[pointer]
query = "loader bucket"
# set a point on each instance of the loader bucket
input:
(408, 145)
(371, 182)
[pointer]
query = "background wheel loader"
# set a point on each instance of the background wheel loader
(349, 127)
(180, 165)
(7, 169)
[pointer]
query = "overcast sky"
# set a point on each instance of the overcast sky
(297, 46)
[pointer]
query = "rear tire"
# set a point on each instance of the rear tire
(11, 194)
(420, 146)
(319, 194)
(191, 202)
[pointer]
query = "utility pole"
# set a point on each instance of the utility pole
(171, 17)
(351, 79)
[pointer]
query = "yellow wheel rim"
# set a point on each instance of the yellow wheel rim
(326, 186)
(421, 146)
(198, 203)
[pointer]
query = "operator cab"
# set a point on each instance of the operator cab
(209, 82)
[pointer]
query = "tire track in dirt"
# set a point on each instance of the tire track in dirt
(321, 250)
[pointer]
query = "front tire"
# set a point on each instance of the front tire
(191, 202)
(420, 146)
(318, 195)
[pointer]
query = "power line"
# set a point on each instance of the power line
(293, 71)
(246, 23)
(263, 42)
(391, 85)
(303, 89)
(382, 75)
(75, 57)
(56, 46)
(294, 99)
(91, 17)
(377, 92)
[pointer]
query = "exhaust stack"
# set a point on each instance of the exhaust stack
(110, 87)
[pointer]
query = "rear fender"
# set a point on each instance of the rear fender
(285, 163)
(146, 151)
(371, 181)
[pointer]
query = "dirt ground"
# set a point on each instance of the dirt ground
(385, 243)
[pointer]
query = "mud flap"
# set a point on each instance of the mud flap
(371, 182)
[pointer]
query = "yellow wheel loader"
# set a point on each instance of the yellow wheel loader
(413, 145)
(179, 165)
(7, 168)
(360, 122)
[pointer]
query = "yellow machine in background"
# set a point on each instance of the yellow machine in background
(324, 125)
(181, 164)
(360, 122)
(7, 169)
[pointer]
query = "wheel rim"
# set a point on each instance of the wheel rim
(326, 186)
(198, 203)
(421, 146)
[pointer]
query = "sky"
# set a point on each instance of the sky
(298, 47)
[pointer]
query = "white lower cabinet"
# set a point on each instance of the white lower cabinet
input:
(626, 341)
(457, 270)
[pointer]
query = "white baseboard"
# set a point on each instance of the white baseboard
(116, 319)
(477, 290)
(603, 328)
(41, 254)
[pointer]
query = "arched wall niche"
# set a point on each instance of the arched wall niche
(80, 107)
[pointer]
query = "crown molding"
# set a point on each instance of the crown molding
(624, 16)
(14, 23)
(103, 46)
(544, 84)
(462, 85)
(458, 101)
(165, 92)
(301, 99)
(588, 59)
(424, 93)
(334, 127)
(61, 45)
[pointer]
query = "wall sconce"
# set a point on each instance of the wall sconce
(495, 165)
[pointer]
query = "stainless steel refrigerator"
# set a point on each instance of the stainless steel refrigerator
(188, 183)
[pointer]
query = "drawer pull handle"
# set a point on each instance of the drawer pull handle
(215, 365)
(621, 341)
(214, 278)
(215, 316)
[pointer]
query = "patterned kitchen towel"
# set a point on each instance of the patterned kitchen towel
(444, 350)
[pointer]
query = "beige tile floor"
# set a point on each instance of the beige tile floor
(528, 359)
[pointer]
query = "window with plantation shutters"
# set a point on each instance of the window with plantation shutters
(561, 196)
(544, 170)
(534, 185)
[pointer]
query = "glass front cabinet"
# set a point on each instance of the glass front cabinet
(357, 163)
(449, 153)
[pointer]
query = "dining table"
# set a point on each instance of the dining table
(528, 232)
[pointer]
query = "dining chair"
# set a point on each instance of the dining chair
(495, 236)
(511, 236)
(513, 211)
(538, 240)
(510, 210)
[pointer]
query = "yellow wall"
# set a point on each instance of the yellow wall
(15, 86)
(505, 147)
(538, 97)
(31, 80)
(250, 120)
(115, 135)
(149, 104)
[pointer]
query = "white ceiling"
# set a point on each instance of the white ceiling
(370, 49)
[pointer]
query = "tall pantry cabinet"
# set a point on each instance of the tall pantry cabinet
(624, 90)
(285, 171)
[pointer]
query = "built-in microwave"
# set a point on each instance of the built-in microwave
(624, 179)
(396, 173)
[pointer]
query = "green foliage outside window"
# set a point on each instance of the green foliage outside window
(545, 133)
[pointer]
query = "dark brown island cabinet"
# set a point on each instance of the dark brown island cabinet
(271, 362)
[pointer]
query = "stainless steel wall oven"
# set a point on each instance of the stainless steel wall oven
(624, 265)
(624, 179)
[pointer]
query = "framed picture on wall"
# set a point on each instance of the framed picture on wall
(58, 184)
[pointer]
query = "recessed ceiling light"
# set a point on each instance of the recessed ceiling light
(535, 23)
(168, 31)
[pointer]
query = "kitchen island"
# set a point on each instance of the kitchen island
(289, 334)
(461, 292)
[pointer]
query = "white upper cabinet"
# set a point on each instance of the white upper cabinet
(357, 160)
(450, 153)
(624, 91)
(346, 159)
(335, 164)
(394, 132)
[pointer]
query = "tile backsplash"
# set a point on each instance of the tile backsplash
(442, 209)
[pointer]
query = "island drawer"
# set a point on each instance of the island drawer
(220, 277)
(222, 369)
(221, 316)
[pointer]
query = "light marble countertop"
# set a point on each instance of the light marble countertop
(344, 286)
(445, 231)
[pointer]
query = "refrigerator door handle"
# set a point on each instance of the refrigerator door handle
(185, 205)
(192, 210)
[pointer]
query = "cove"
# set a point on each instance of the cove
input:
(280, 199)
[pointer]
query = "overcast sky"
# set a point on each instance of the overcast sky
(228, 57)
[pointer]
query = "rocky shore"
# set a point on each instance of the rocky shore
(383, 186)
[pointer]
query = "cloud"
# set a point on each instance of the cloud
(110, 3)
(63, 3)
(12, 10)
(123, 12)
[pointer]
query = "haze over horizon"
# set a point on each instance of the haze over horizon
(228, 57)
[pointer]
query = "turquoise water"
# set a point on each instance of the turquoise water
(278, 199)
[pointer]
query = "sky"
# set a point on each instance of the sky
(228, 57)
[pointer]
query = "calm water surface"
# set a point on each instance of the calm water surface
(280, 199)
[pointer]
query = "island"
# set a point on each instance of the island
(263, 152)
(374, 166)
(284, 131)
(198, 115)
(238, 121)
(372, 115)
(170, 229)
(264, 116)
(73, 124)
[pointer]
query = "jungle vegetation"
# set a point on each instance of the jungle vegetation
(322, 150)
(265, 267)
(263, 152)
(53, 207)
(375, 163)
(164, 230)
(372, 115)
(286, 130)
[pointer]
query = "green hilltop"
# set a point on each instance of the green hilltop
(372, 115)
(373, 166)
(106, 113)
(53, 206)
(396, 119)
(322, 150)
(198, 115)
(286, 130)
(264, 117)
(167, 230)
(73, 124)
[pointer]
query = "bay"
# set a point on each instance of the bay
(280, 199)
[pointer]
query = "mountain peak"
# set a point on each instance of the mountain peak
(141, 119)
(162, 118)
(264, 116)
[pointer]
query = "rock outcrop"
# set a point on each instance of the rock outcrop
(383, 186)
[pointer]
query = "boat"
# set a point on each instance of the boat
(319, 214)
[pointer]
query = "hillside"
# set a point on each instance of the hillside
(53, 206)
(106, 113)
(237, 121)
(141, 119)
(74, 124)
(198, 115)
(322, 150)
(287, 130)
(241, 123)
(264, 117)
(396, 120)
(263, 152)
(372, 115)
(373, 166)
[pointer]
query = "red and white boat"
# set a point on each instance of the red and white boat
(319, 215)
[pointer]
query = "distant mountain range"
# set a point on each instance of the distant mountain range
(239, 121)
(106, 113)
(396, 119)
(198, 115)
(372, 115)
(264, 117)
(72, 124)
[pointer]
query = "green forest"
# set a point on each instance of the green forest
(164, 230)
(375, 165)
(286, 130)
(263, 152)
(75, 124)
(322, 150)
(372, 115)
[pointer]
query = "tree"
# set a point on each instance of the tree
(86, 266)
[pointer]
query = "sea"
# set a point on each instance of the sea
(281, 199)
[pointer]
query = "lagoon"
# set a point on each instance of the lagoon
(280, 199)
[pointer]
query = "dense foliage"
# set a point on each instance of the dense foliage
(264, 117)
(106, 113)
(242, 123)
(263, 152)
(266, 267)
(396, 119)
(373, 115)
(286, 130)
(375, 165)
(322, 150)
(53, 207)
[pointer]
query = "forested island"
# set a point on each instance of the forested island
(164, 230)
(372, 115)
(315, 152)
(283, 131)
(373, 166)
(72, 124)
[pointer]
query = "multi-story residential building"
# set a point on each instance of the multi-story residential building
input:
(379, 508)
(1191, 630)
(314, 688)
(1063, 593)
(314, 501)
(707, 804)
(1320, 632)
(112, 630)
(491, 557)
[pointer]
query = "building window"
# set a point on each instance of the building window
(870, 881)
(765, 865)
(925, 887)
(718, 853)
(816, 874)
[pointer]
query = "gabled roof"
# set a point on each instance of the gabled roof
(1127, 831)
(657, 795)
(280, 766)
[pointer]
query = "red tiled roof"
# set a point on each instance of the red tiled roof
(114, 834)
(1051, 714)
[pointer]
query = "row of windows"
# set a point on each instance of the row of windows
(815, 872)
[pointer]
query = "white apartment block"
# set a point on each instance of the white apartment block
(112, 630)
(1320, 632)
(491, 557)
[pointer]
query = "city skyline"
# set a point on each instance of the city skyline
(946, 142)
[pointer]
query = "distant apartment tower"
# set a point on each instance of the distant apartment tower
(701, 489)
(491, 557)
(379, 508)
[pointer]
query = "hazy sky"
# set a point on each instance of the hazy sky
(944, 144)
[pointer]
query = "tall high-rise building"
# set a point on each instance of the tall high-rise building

- - -

• **TASK TO CARRY OUT**: Collect every line of the listing above that contains the word "rear", and copy each line in full.

• **EXERCISE ANSWER**:
query = "rear tire"
# set a point on each instance of the rear tire
query = "rear fender"
# set a point on each instance of the rear fender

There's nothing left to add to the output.